*Goal*. Render every line of the listing below as a JSON array of strings, one string per line, omitting blank lines and leaving out the pictures.

Items from a labeling collection:
--- Start ---

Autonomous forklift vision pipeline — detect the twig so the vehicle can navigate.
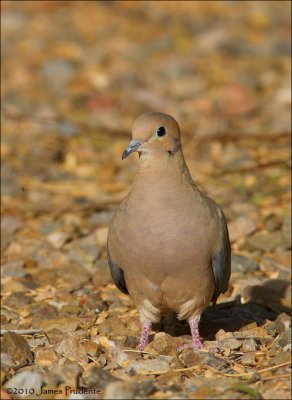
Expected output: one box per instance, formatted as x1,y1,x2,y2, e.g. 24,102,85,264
123,349,156,357
221,361,291,376
140,361,291,378
0,329,44,336
261,374,291,381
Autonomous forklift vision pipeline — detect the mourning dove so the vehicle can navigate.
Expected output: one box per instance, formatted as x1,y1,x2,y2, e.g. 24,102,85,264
108,112,230,350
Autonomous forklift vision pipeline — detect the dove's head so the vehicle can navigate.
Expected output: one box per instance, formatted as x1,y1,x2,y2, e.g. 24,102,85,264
122,112,181,159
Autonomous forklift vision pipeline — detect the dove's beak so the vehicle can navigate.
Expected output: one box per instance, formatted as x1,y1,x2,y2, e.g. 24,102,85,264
122,140,145,160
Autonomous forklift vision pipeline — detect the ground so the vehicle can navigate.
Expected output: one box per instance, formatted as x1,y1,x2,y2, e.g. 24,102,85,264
1,1,291,399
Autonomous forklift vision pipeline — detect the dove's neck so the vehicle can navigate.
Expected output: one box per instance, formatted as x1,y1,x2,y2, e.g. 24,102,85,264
133,149,195,191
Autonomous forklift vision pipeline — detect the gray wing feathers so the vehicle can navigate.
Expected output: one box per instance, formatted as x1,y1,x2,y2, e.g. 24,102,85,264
212,207,231,304
108,251,129,294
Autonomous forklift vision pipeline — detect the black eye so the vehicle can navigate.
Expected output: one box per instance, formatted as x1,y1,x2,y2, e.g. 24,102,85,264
156,126,166,137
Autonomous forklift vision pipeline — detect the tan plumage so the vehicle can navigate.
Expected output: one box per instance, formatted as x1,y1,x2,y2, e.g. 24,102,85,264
108,113,230,349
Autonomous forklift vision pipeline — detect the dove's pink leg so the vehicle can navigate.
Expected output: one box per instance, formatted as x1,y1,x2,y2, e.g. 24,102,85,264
178,317,203,351
139,321,152,351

--- End ---

*Full solution*.
[
  "Autonomous forklift vision pipeline — detect the twig so the vehicle can navigate.",
  "Expected output: one box per instance, formatted as x1,y1,x2,y2, e.g. 24,102,85,264",
  "123,349,156,357",
  "221,361,291,376",
  "140,361,291,378",
  "0,329,44,336",
  "261,374,291,381",
  "Autonomous forklift vision pipeline — detect the mourning dove so the vehicle can navigate.",
  "Expected output: one box per instance, formatted as x1,y1,x2,y2, e.g. 24,102,85,264",
  "108,112,230,350",
  "Autonomous forklift vision pipeline — detect the dove's head so the vehicle can navigate.",
  "Expected output: one box per instance, formatted as x1,y1,x2,y2, e.g. 24,102,85,264",
  "122,112,181,159",
  "Autonomous forklift vision pipeline — detect the dove's beak so the vehicle can navigate.",
  "Expected output: one box per instance, formatted as x1,y1,x2,y2, e.g. 24,102,85,264",
  "122,140,145,160",
  "Autonomous forklift vision pipeline — detect the ground so the vehicle can navigate.",
  "Expected output: one box per instance, formatted as x1,y1,x2,y2, e.g. 24,102,85,264",
  "1,1,291,399",
  "Autonomous forklift vision pipeline — detect the dove's neck so the vehicle can navigate.",
  "Expected output: one box per instance, formatted as x1,y1,x2,y2, e.g. 24,102,85,264",
  "133,149,195,191",
  "Autonomous forklift vision pipeline — detect the gray wing feathers so the vehicle can navigate.",
  "Expected output: one box per instance, formatted as x1,y1,x2,y2, e.g. 24,102,85,264",
  "212,207,231,304",
  "108,251,129,294",
  "Autonomous forklift vision pipeline — detect the black eye so the vehicle can navigate.",
  "Expected output: one box per instance, formatted as x1,y1,x2,y2, e.g. 24,102,85,264",
  "156,126,166,137",
  "Autonomous forklift vision pipeline — detect the tan plumage so the vehicle can navigate.",
  "Expected output: one box per instance, formatted as x1,y1,x2,y2, e.g. 24,102,85,264",
  "108,113,230,349",
  "Autonomous forklift vision pipeline — detect the dove's pink leg so the vehicle can navigate.",
  "Expected output: one box per instance, formatted as x1,y1,x2,y2, e.g. 24,102,85,264",
  "178,317,203,351",
  "139,321,152,351"
]